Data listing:
- - -
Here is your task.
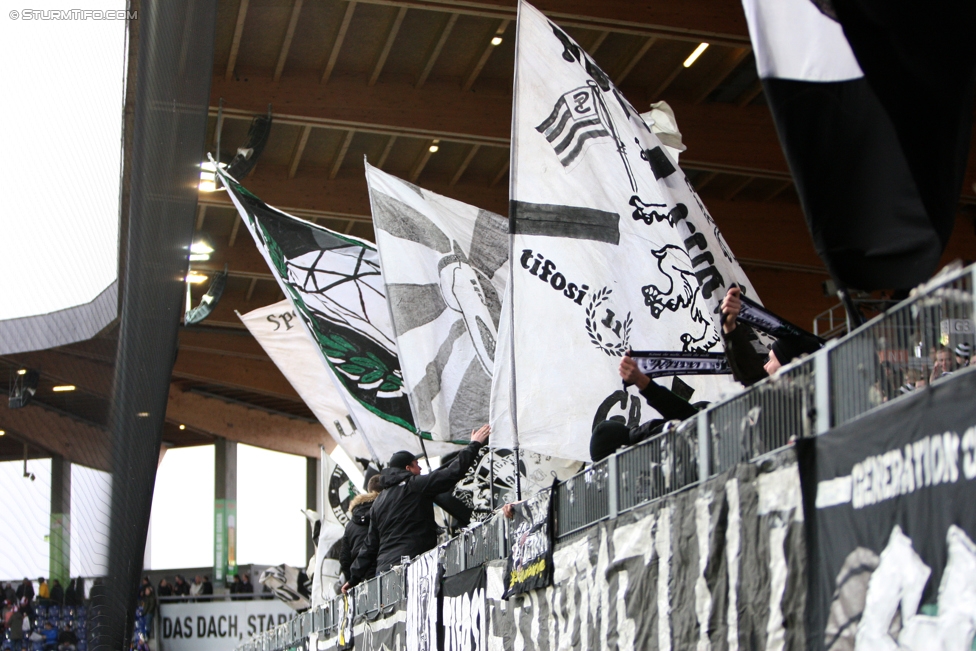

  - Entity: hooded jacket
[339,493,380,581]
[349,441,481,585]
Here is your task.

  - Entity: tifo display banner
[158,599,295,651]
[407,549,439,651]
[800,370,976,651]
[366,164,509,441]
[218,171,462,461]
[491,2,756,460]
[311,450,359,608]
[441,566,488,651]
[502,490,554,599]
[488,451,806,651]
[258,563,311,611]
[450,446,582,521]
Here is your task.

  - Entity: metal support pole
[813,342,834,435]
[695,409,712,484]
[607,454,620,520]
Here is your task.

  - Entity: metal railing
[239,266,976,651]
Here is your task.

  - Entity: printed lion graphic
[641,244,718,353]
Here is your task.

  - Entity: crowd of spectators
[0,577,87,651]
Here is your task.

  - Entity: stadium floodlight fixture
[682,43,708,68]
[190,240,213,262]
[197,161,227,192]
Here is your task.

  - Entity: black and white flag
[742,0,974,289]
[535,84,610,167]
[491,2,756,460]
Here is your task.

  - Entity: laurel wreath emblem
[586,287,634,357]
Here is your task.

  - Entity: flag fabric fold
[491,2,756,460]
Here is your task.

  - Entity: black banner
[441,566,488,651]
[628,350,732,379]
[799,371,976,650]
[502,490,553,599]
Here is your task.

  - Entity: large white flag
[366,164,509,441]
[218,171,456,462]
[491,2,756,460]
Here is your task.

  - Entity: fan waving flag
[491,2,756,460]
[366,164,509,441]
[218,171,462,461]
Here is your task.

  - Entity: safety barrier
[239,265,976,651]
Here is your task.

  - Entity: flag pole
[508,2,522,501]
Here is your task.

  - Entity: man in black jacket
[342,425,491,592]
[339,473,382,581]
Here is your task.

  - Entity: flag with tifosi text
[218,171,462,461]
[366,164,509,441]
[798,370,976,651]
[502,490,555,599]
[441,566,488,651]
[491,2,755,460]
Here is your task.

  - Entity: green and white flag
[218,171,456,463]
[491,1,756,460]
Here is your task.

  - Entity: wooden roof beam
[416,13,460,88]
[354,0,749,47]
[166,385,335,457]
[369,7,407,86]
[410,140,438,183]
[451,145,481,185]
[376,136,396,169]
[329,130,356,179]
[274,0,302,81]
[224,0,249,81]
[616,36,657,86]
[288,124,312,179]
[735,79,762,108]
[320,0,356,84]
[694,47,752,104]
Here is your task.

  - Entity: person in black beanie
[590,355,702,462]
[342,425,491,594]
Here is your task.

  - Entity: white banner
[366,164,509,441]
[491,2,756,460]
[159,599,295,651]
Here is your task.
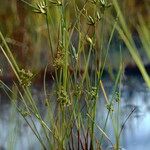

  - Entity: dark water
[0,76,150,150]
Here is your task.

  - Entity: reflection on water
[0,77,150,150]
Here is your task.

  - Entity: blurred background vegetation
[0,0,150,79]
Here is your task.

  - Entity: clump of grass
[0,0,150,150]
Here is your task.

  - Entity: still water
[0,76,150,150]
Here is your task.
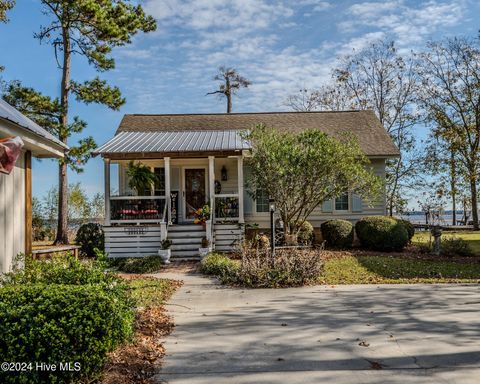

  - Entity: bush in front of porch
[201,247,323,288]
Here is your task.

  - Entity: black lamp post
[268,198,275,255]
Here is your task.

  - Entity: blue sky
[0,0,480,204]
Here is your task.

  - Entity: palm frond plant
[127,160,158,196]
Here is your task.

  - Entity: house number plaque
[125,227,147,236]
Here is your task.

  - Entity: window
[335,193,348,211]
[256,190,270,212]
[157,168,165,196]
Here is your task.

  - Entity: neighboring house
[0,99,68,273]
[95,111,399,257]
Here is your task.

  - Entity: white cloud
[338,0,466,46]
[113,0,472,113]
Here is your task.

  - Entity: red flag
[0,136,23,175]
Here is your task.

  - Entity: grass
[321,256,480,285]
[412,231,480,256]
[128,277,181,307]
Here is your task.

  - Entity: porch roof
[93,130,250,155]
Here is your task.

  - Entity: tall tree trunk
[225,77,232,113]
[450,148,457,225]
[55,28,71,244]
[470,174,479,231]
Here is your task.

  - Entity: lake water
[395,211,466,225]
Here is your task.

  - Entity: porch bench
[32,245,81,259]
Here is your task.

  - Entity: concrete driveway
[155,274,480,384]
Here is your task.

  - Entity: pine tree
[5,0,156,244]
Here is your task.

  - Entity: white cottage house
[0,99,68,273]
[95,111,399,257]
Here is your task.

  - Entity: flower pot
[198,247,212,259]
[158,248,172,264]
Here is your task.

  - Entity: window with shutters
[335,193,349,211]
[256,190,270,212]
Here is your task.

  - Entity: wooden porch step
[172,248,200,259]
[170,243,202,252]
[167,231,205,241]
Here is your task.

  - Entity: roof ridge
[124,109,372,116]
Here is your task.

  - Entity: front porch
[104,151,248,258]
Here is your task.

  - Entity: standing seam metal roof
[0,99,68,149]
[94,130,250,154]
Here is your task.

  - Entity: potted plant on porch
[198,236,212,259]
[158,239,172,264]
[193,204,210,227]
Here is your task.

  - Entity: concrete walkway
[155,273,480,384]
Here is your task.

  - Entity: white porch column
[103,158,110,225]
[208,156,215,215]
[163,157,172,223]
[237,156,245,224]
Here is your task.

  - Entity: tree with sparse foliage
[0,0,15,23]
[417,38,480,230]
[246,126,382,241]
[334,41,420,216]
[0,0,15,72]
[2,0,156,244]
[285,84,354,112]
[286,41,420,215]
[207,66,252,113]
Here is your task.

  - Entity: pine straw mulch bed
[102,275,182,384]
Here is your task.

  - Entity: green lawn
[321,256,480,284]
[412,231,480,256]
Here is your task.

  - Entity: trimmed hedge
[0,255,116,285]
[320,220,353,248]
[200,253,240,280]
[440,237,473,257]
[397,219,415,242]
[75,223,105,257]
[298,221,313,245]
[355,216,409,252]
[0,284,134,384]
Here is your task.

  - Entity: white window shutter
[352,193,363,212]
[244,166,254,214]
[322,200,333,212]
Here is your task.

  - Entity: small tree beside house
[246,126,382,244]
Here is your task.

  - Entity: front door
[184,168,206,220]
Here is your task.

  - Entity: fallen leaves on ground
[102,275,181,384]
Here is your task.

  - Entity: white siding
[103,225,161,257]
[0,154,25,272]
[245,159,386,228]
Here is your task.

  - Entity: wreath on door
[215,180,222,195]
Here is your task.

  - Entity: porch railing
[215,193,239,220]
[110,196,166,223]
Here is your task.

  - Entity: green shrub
- - -
### [Short exercise]
Copy every item above word for word, omitting the pictures from your answer.

### [Output for this task]
Here is your task.

  - Entity: hooded jacket
[339,493,380,581]
[349,441,481,585]
Here is your task.

  - Entity: tifo display banner
[158,599,295,651]
[407,549,439,651]
[800,370,976,651]
[366,164,509,441]
[218,171,462,461]
[491,2,756,460]
[311,450,359,608]
[441,566,488,651]
[502,490,554,599]
[488,451,806,651]
[258,563,311,611]
[450,446,582,521]
Here is your task.

  - Entity: metal support pole
[813,342,834,435]
[695,409,712,484]
[607,454,620,520]
Here is your task.

  - Entity: metal railing
[239,266,976,651]
Here is your task.

  - Entity: printed lion graphic
[641,244,718,353]
Here is your task.

  - Entity: crowd of spectators
[0,577,87,651]
Here is your task.

  - Entity: stadium floodlight fixture
[682,43,708,68]
[190,240,213,262]
[197,161,227,192]
Here is your task.

  - Entity: black and white flag
[742,0,974,289]
[535,84,610,167]
[491,2,756,460]
Here is your task.

  - Entity: laurel wreath emblem
[586,287,634,357]
Here is your task.

  - Entity: flag fabric fold
[491,2,756,460]
Here is your task.

  - Entity: black banner
[441,566,488,651]
[628,350,732,379]
[799,371,976,650]
[502,490,553,599]
Here is your task.

  - Entity: large white flag
[366,164,509,441]
[218,171,456,462]
[491,2,756,460]
Here is your task.

  - Entity: fan waving flag
[491,2,756,460]
[366,164,509,441]
[218,171,462,461]
Here is your task.

  - Entity: safety barrier
[239,265,976,651]
Here is your task.

  - Entity: flag pole
[508,2,522,501]
Here is your task.

  - Entity: man in black jacket
[342,425,491,592]
[339,473,382,581]
Here is your task.

  - Entity: flag with tifosi text
[218,171,462,461]
[366,164,509,441]
[798,370,976,651]
[502,490,555,599]
[441,566,488,651]
[491,2,755,460]
Here is your task.

  - Entity: green and white flag
[218,171,456,463]
[491,1,756,460]
Here is your task.

  - Entity: wooden roof beam
[416,13,460,88]
[354,0,749,47]
[166,385,335,457]
[369,7,407,86]
[410,140,438,183]
[451,145,481,185]
[376,136,396,169]
[329,130,356,179]
[274,0,302,81]
[224,0,249,81]
[616,36,657,86]
[288,124,312,179]
[735,79,762,108]
[320,0,356,84]
[694,47,752,104]
Here is your task.

  - Entity: person in black beanie
[590,355,702,462]
[342,425,491,594]
Here is your task.

  - Entity: white banner
[366,164,509,441]
[491,2,756,460]
[159,599,295,651]
Here is your task.

  - Entity: dark water
[0,76,150,150]
Here is your task.

  - Entity: reflection on water
[0,77,150,150]
Here is your task.

  - Entity: blurred background vegetation
[0,0,150,79]
Here is your task.

  - Entity: clump of grass
[0,0,150,150]
Here is your task.

  - Entity: still water
[0,76,150,150]
Here is your task.

  - Entity: bush in front of porch
[201,247,323,288]
Here is your task.

  - Entity: black lamp post
[268,198,275,255]
Here is your task.

  - Entity: blue sky
[0,0,480,204]
Here is your task.

  - Entity: palm frond plant
[127,160,158,196]
Here is your task.

  - Entity: house number plaque
[125,227,147,236]
Here is your task.

  - Entity: window
[335,193,348,211]
[256,190,270,212]
[157,168,165,196]
Here is your task.

  - Entity: neighboring house
[0,99,68,273]
[95,111,399,257]
Here is your task.

  - Entity: white cloud
[338,0,466,46]
[113,0,472,113]
Here is your task.

  - Entity: red flag
[0,136,23,175]
Here is your task.

  - Entity: grass
[321,256,480,285]
[412,231,480,256]
[128,277,181,307]
Here is your task.

  - Entity: porch roof
[93,130,250,155]
Here is your task.

  - Entity: tall tree trunk
[225,77,232,113]
[450,148,457,225]
[55,28,71,244]
[470,174,479,231]
Here is your task.

  - Entity: lake water
[395,211,466,225]
Here is your task.

  - Entity: porch bench
[32,245,81,259]
Here is your task.

  - Entity: concrete driveway
[155,274,480,384]
Here is your task.

  - Entity: pine tree
[5,0,156,244]
Here is your task.

  - Entity: white cottage house
[0,99,68,273]
[95,111,399,257]
Here is your task.

  - Entity: flower pot
[198,247,212,259]
[158,248,172,264]
Here is your task.

  - Entity: window with shutters
[335,193,349,211]
[256,190,270,212]
Here is your task.

  - Entity: wooden porch step
[172,248,200,259]
[170,243,202,252]
[167,231,205,241]
Here is your task.

  - Entity: roof ridge
[124,109,372,116]
Here is your task.

  - Entity: front porch
[104,151,248,258]
Here is your task.

  - Entity: standing seam metal roof
[0,99,68,149]
[94,130,250,154]
Here is your task.

  - Entity: potted plant on porch
[198,236,212,259]
[158,239,172,264]
[193,204,210,227]
Here is your task.

  - Entity: concrete walkway
[155,273,480,384]
Here is your task.

  - Entity: white porch column
[103,158,110,225]
[208,156,215,215]
[163,157,172,223]
[237,156,245,224]
Here is your task.

  - Entity: tree with sparse foliage
[0,0,15,23]
[417,38,480,230]
[246,126,382,241]
[334,41,420,216]
[0,0,15,72]
[2,0,156,244]
[285,84,354,112]
[286,41,420,215]
[207,66,252,113]
Here is your task.

  - Entity: pine straw mulch bed
[102,275,182,384]
Here is your task.

  - Entity: green lawn
[321,256,480,284]
[412,231,480,256]
Here is your task.

  - Entity: trimmed hedge
[0,255,116,285]
[320,220,353,248]
[200,253,240,280]
[440,237,473,257]
[397,219,415,242]
[75,223,105,257]
[298,221,313,245]
[355,216,409,252]
[0,284,134,384]
Here is your task.

  - Entity: white window shutter
[352,193,363,212]
[244,166,254,214]
[322,200,333,212]
Here is your task.

  - Entity: small tree beside house
[246,126,382,244]
Here is your task.

  - Entity: front door
[184,168,206,220]
Here is your task.

  - Entity: fallen leaves on ground
[102,275,181,384]
Here is your task.

  - Entity: white siding
[103,225,161,257]
[0,154,25,272]
[245,159,386,228]
Here is your task.

  - Entity: wreath on door
[215,180,222,195]
Here is your task.

  - Entity: porch railing
[215,193,239,220]
[110,196,166,223]
Here is your task.

  - Entity: green shrub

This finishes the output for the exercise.